▸ What you need to do
Rescale the lines starting at the one containing "TARGET: white teeth" and ending at the final line, and reproduce them in full with the requests included. Multiply every answer coordinate by 0.5, round each result to a whole number with halves rounded up, and leave the sample coordinates unchanged.

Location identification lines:
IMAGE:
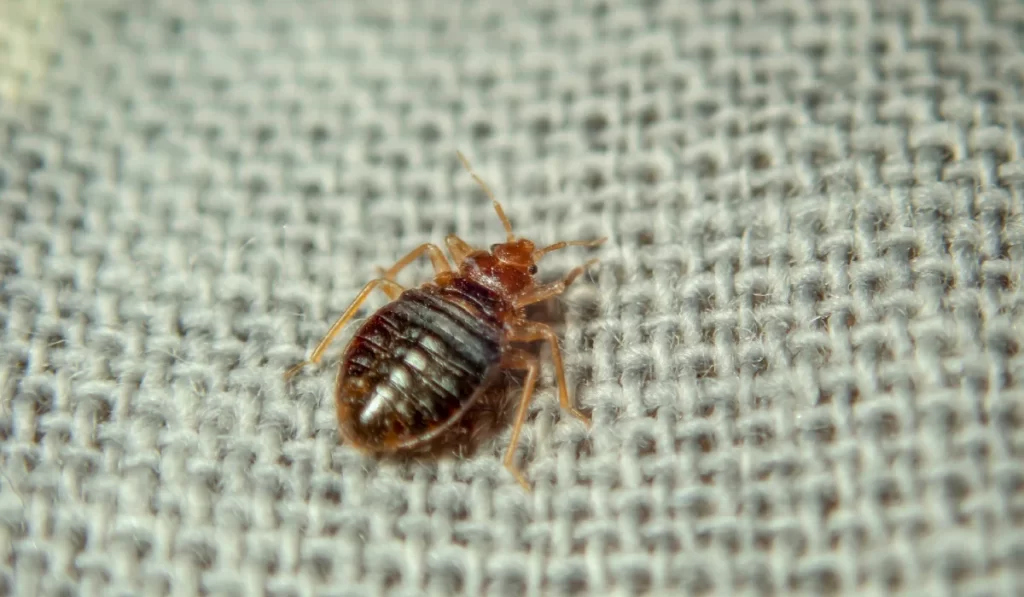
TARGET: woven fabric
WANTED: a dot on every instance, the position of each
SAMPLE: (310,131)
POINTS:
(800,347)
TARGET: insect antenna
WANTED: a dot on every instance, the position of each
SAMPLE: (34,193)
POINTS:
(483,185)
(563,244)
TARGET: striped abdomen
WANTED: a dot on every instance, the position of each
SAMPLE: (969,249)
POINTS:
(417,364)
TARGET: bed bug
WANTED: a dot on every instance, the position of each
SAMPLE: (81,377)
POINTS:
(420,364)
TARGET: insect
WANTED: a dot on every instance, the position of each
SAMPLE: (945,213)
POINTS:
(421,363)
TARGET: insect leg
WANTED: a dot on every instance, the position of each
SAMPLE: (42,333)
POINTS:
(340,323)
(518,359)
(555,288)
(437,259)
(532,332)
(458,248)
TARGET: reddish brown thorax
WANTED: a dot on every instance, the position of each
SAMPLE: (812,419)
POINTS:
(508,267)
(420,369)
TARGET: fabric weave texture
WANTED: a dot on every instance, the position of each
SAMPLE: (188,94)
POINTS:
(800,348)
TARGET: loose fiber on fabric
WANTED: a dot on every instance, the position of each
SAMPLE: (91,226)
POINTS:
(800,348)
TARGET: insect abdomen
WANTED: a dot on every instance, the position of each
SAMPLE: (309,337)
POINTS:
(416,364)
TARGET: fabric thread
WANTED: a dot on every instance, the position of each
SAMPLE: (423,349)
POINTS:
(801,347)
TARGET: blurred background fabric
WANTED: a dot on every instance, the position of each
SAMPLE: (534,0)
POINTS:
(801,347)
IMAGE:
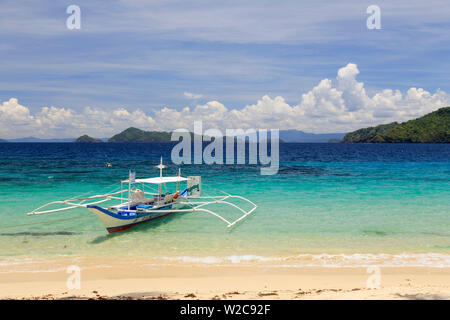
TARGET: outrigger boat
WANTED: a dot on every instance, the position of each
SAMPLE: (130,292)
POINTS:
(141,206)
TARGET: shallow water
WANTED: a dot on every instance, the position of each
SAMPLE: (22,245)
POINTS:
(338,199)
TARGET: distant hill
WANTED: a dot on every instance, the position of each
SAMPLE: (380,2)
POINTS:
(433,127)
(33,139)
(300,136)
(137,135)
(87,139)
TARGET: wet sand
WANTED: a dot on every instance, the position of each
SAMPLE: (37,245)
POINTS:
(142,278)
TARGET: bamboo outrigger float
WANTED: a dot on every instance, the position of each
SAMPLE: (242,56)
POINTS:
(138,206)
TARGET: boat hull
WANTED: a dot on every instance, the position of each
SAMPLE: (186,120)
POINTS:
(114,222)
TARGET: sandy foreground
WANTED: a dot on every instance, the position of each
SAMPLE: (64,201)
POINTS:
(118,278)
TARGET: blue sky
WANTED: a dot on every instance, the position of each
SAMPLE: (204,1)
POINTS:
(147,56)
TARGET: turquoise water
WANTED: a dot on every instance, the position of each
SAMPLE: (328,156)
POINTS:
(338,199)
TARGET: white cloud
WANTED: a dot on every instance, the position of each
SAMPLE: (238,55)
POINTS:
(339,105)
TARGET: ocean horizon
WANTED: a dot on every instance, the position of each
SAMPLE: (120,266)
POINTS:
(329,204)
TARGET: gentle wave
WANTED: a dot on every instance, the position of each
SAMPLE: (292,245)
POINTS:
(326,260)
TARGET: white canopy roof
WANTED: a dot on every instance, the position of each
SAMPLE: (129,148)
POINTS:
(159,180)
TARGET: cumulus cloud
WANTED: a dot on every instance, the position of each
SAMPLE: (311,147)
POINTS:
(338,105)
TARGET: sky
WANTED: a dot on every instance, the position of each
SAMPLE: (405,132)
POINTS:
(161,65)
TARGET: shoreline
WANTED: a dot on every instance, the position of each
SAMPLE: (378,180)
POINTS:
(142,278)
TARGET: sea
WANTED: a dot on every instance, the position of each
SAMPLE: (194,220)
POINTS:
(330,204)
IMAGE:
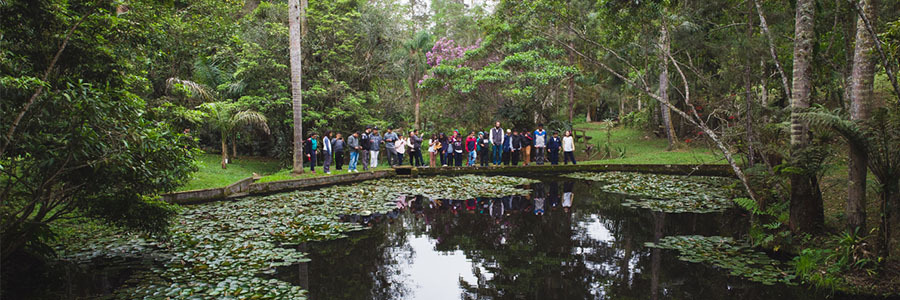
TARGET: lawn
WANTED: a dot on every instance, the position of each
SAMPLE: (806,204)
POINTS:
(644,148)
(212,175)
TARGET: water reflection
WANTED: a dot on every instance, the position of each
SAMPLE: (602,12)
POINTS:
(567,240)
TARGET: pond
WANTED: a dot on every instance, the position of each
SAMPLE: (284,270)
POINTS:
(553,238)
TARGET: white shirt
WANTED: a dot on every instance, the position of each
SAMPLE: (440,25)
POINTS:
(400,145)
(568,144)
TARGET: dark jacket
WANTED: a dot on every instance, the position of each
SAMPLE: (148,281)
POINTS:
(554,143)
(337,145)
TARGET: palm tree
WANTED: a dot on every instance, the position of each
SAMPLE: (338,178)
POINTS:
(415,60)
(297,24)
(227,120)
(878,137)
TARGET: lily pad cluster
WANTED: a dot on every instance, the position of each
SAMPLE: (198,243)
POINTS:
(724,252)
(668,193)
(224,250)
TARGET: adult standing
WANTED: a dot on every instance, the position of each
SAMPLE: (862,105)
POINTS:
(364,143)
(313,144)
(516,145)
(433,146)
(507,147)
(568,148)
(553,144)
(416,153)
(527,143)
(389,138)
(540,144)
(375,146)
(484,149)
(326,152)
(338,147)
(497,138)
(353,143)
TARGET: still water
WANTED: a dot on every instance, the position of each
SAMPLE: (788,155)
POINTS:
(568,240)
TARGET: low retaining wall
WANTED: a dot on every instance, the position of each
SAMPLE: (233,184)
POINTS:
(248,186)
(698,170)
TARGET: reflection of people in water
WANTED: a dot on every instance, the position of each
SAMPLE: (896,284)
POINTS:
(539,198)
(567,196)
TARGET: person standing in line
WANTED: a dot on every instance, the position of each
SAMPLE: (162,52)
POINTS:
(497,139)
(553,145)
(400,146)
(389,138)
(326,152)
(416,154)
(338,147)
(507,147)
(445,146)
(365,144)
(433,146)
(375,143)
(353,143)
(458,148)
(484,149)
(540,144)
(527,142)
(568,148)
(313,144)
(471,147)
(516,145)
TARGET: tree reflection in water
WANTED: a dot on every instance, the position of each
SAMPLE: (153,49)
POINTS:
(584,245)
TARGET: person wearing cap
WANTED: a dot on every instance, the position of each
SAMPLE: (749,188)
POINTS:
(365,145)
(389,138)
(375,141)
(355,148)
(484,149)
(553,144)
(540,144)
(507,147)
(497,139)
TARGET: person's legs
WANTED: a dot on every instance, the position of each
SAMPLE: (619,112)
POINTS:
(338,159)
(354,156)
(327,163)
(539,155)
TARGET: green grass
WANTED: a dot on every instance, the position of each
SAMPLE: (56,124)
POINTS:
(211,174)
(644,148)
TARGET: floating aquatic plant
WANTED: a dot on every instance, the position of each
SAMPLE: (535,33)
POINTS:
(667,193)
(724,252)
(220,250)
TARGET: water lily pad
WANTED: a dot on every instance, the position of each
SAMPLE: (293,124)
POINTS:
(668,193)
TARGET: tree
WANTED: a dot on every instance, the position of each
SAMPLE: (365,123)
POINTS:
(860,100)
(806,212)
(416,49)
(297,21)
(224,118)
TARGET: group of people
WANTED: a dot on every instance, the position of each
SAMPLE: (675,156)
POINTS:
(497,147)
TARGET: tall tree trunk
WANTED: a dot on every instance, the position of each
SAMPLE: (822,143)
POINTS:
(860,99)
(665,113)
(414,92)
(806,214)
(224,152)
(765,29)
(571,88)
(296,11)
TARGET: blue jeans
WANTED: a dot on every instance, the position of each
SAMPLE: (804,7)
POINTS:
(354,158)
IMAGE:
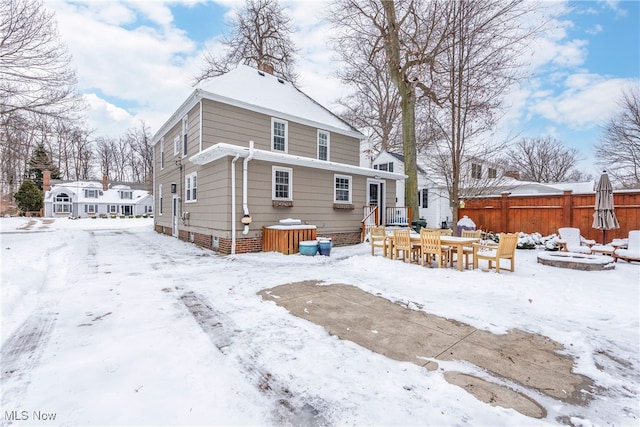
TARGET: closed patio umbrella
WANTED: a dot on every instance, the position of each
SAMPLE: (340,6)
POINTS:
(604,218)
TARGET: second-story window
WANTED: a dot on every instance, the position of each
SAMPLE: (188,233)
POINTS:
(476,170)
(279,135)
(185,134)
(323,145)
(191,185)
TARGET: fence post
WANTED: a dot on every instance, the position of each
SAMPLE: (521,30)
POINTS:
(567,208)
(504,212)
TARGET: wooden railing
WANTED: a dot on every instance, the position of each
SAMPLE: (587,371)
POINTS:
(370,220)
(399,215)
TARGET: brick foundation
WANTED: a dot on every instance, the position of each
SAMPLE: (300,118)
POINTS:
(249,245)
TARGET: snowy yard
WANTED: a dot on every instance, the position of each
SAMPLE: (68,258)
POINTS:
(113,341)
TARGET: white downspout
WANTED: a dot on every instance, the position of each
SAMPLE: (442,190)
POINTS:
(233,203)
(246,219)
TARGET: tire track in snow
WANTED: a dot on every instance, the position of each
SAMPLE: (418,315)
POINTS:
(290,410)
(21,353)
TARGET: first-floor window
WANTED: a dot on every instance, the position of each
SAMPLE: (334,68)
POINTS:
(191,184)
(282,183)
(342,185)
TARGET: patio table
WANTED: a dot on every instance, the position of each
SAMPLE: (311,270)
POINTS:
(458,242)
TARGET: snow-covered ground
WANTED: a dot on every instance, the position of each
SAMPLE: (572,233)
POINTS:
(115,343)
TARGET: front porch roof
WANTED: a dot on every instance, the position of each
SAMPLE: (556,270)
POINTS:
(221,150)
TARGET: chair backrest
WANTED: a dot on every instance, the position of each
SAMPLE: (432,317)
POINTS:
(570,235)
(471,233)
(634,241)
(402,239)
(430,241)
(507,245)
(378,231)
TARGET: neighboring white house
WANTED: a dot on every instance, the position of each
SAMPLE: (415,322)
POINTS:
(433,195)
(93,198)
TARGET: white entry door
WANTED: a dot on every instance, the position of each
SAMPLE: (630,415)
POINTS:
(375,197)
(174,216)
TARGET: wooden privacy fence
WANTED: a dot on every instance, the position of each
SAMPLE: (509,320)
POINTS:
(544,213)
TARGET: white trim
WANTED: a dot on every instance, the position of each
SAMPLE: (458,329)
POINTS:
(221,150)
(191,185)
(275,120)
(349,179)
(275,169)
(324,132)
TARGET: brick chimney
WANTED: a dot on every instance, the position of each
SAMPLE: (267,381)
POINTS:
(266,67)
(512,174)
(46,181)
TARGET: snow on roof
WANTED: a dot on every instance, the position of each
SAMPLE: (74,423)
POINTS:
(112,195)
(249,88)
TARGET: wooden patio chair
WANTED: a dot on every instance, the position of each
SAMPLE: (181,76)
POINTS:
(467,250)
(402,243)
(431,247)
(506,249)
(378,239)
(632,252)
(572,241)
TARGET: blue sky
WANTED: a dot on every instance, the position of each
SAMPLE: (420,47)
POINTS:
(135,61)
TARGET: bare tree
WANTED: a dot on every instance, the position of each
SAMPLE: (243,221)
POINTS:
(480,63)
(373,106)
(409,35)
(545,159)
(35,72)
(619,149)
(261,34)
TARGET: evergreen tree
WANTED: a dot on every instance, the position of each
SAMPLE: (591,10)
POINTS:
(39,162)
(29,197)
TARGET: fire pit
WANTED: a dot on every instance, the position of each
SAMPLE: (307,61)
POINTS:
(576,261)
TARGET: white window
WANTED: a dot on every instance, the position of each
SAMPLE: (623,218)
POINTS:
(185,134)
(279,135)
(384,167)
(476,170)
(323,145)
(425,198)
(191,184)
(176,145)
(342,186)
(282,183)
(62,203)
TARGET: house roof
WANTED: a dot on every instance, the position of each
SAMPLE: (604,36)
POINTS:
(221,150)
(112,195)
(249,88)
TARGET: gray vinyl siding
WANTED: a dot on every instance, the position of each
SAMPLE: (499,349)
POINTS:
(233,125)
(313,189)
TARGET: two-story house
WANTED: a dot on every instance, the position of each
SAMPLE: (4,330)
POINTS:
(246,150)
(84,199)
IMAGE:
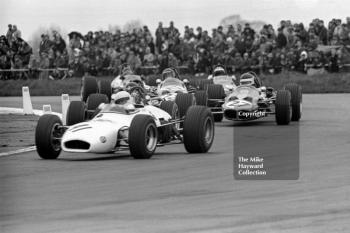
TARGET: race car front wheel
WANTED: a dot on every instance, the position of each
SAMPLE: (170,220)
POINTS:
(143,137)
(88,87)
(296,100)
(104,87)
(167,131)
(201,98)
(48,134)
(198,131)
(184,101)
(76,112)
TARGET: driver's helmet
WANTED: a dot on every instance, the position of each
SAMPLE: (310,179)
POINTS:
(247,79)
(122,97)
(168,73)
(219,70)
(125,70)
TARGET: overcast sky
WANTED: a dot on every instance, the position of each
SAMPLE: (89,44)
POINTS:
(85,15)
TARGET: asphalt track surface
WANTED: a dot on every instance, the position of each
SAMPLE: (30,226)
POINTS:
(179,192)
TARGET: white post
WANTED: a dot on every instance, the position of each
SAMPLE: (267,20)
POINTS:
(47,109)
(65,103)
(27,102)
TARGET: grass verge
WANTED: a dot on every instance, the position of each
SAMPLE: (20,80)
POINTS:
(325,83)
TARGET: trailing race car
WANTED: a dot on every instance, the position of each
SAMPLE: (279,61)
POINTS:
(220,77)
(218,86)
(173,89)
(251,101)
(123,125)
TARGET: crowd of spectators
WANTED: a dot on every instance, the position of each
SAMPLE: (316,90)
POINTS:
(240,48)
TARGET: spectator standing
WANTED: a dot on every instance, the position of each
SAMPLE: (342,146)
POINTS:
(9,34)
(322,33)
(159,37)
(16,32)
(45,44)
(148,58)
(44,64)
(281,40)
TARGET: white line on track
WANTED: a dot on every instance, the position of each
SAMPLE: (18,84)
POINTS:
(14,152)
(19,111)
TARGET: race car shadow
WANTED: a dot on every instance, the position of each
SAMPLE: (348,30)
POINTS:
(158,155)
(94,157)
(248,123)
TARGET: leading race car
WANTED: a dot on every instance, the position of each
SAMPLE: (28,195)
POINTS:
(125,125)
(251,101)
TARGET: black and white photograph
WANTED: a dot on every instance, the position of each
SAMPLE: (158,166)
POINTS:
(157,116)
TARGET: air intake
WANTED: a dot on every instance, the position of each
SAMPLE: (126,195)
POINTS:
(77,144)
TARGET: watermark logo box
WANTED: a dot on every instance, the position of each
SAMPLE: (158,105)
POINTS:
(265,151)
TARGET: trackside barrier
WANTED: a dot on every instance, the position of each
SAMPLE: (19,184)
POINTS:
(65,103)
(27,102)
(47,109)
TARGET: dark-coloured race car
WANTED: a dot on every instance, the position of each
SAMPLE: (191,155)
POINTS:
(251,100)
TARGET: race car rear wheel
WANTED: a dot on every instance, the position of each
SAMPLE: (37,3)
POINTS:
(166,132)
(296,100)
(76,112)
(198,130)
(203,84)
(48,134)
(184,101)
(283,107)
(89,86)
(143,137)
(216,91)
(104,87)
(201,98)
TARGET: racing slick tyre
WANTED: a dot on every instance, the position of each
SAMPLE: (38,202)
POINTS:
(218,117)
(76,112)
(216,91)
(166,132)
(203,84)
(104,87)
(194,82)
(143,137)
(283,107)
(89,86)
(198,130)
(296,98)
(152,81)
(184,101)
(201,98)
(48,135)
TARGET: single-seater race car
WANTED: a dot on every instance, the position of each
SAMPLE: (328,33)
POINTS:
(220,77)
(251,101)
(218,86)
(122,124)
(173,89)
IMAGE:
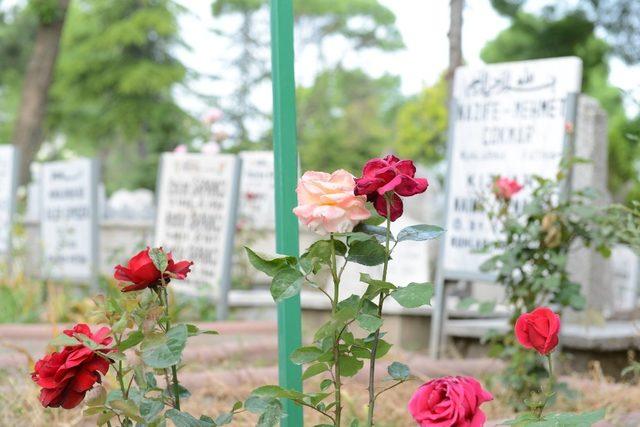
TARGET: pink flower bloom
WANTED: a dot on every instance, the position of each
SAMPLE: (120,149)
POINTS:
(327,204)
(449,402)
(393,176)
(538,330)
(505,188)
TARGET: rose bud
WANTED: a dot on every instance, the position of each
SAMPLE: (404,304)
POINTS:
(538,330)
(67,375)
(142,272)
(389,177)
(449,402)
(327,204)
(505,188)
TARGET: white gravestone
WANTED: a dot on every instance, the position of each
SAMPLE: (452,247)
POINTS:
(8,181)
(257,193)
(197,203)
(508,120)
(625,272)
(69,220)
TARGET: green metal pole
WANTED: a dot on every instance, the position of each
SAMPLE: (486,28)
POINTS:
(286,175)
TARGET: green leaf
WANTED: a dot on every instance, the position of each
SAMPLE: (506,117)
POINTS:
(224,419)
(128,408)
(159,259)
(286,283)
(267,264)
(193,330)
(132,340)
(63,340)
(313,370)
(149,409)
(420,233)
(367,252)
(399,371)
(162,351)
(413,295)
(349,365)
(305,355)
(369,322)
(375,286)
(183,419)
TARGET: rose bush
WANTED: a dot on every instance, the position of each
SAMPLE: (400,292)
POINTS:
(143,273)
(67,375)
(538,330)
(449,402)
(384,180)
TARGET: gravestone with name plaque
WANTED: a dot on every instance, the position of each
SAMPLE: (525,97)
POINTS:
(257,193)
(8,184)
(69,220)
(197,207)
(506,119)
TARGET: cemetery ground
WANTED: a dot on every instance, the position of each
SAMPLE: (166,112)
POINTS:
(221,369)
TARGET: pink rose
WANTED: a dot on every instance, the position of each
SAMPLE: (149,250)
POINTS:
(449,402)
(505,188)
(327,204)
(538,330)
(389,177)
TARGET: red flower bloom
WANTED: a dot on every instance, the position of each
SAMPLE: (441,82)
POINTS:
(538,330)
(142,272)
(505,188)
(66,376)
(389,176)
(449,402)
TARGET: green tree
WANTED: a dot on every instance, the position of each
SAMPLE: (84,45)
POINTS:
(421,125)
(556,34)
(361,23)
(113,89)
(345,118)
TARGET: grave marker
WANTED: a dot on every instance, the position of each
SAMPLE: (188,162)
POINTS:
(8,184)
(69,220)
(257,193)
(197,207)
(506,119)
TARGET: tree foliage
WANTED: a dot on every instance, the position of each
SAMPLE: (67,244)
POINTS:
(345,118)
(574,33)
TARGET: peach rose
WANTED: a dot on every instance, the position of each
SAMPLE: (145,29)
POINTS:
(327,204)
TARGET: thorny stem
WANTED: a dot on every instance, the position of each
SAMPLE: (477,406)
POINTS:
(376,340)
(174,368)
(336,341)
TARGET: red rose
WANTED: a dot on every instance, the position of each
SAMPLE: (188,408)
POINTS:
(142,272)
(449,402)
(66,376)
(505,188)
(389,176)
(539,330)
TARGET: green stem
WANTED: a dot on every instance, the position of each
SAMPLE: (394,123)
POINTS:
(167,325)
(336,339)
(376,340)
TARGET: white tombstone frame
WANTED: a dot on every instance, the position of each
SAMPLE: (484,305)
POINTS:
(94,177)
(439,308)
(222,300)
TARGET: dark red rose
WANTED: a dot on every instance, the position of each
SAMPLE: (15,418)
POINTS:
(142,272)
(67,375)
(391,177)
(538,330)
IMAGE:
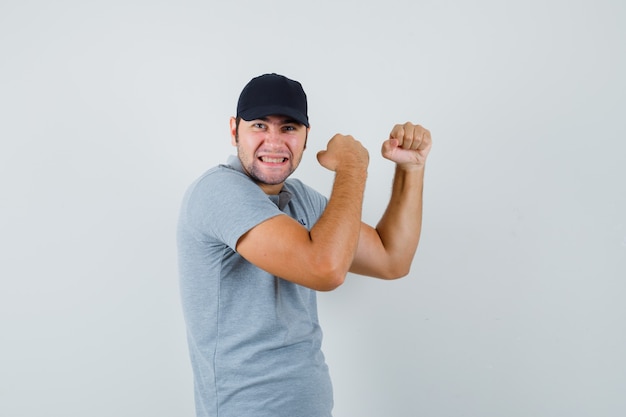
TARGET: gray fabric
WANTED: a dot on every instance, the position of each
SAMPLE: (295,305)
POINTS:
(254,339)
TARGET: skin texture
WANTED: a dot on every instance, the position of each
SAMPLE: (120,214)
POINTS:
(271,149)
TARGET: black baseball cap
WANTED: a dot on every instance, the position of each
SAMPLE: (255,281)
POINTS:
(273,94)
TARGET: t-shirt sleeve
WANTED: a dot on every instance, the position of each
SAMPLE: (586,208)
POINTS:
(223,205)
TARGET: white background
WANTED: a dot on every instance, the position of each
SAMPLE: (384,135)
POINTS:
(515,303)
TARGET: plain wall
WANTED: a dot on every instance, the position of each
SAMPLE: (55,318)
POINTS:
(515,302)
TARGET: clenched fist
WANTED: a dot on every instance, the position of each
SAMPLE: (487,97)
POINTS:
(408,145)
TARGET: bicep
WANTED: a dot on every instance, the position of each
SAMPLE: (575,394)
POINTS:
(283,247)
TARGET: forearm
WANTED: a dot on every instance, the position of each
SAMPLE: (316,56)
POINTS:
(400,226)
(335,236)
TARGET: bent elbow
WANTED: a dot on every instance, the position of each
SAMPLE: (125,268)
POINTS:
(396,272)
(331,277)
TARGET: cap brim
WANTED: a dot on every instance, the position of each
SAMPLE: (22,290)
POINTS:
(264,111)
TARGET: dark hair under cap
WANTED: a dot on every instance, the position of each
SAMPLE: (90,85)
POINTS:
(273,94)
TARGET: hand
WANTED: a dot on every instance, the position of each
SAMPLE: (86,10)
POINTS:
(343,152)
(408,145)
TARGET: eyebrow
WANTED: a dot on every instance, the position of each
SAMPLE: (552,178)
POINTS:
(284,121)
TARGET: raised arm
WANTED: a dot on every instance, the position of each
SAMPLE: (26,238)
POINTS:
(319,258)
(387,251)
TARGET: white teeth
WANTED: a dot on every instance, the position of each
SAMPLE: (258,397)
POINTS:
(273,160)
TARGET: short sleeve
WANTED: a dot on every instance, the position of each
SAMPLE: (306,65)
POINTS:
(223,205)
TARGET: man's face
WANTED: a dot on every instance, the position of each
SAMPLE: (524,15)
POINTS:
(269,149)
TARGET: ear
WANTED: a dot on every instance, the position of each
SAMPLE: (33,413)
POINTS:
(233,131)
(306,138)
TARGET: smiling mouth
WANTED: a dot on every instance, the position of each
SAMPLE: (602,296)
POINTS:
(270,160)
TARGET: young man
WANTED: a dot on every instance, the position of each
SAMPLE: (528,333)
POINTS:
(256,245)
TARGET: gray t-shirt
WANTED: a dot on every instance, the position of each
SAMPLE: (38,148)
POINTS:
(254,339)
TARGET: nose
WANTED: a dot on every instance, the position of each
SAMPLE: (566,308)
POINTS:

▸ Response
TARGET: white teeth
WANTED: a dot on every instance, the position of each
SAMPLE: (258,397)
POINTS:
(137,80)
TARGET: short sleeve
WANTED: a dot on every instance, the position of each
SAMPLE: (306,65)
POINTS:
(112,103)
TARGET: man's face
WANTED: a dot on every instance, the position of each
SAMPLE: (524,15)
POINTS:
(135,75)
TARGET: ear
WANTED: a dot on every instance, the position of each
SAMPLE: (33,413)
POINTS:
(117,66)
(153,69)
TARGET: smiling mouth
WANTED: a dot on every instance, the position of each
SAMPLE: (602,296)
POINTS:
(135,80)
TARGET: young man
WANTED: a dot on every instance, the position of each
SAMPLE: (528,333)
POINTS:
(128,123)
TARGET: gray t-shirt
WANTED: a dot on every instance, the position of each
SAMPLE: (38,148)
POINTS:
(127,170)
TARGET: nose
WANTED: a dot on every instance, the position of each
SAMPLE: (566,308)
POINTS:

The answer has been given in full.